TEXTAUSZUG:
Mittwoch, 6. Juli 2016

Geschichten, die nicht verloren gehen. Ein Nachmittag mit Bente Kahan.

in memoriam Elie Wiesel (September 1928 – Juli 2016)


Die Davidsterne wehen im Sommerwind, der von der ehemaligen Wallstraße, der heutigen Ulica Włodkowica, in den Hof der Synagoge Zum Weißen Storch dringt. Genau dort wehen die Davidsterne, wo einst die Nazis ihren Umschlagplatz hatten, Deportationssammelort für die zum Gastod bestimmten Breslauer Juden. Am Yisrael Chai!

AUFGABEN:
1. Geben Sie aus dem Text über die Synagoge Zum Weißen Storch den Abschnitt von „Geschichten, die nicht“ bis „Am Yisrael Chai!“ wortgetreu wieder.
2. Wie viele Zeilen der folgenden Datensätze enthalten die Zeichenfolge „wing“? Nennen Sie ausschließlich die Zahl.

AUSGANGSMATERIAL:

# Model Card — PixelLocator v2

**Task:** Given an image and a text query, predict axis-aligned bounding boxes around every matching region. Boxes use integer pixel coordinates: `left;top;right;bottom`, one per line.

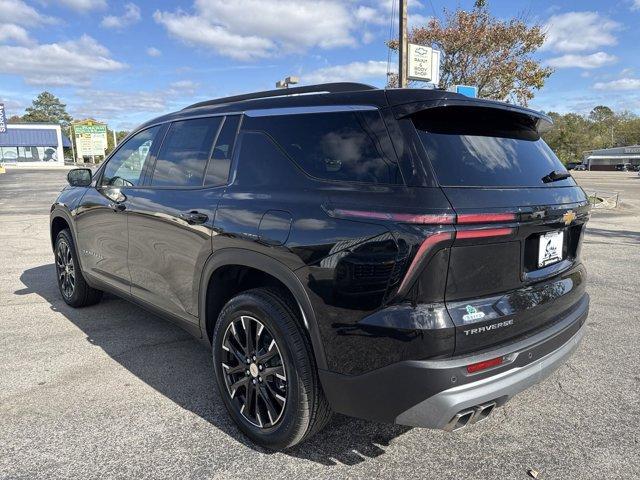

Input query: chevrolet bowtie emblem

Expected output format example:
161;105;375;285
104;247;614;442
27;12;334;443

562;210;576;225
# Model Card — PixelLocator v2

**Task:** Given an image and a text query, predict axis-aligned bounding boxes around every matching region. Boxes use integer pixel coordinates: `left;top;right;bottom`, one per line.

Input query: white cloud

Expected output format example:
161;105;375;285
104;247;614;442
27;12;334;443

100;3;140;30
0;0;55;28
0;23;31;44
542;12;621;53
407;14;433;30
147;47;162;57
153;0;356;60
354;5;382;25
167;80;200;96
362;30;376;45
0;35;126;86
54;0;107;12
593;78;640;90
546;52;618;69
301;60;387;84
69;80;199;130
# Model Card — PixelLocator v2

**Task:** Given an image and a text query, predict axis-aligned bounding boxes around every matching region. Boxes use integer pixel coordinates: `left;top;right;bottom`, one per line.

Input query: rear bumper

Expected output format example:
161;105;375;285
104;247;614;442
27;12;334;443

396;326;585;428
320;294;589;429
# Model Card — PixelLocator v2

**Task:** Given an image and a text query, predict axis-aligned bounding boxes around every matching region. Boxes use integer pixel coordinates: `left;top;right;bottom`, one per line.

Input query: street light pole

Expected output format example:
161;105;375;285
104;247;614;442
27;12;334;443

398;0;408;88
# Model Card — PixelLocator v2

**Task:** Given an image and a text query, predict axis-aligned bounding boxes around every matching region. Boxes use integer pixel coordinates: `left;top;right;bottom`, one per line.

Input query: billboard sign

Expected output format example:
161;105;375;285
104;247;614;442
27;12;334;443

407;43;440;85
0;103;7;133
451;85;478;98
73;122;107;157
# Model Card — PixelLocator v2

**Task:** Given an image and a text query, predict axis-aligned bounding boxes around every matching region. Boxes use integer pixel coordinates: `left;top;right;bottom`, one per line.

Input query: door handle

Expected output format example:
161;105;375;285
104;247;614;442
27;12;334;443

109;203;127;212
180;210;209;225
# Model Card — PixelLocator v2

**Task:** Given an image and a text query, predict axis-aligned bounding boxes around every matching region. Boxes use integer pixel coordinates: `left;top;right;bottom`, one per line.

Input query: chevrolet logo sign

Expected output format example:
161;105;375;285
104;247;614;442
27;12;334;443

* * *

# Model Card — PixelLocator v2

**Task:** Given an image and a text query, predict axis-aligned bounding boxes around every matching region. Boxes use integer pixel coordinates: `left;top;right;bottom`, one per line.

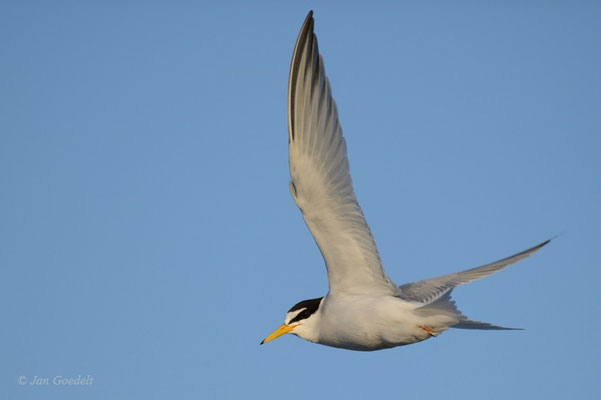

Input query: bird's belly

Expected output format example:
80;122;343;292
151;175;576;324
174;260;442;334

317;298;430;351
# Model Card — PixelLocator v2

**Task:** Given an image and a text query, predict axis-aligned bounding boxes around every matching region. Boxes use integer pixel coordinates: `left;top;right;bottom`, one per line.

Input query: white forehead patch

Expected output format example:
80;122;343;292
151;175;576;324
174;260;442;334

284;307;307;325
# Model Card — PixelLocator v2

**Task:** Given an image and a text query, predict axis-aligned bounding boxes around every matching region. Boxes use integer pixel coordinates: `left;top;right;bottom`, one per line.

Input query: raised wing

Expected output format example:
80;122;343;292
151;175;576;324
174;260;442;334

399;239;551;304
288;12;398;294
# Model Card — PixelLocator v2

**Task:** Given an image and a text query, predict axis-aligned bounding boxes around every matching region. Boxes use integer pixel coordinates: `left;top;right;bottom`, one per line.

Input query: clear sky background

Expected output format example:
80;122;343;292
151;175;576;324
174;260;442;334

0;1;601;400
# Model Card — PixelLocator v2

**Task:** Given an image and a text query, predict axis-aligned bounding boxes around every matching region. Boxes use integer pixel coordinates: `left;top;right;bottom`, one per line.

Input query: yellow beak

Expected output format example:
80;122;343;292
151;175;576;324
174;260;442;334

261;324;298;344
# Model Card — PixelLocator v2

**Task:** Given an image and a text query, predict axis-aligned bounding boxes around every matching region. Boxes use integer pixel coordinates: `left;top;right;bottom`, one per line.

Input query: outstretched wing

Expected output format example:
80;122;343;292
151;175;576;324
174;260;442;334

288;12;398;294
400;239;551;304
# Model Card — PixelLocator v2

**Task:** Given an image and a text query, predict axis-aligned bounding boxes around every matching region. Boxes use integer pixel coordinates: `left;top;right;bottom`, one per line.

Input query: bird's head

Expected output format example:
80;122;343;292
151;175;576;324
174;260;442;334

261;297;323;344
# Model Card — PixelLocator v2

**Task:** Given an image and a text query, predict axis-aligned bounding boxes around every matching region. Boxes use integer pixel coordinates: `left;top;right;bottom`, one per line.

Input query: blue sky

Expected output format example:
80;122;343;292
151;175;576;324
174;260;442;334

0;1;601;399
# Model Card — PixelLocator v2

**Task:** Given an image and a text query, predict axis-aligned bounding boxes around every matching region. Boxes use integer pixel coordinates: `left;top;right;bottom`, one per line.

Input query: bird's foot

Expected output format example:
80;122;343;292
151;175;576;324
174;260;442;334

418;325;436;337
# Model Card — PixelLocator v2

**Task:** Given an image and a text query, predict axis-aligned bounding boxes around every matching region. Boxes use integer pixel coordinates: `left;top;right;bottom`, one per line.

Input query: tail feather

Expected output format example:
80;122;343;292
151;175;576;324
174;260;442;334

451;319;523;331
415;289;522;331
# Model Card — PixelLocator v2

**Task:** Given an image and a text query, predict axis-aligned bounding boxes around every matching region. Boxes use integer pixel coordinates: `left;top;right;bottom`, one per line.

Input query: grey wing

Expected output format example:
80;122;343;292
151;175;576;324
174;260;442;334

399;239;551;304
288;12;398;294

LÖSUNGEN:
1.
Geschichten, die nicht verloren gehen. Ein Nachmittag mit Bente Kahan.

in memoriam Elie Wiesel (September 1928 – Juli 2016)


Die Davidsterne wehen im Sommerwind, der von der ehemaligen Wallstraße, der heutigen Ulica Włodkowica, in den Hof der Synagoge Zum Weißen Storch dringt. Genau dort wehen die Davidsterne, wo einst die Nazis ihren Umschlagplatz hatten, Deportationssammelort für die zum Gastod bestimmten Breslauer Juden. Am Yisrael Chai!

2. 3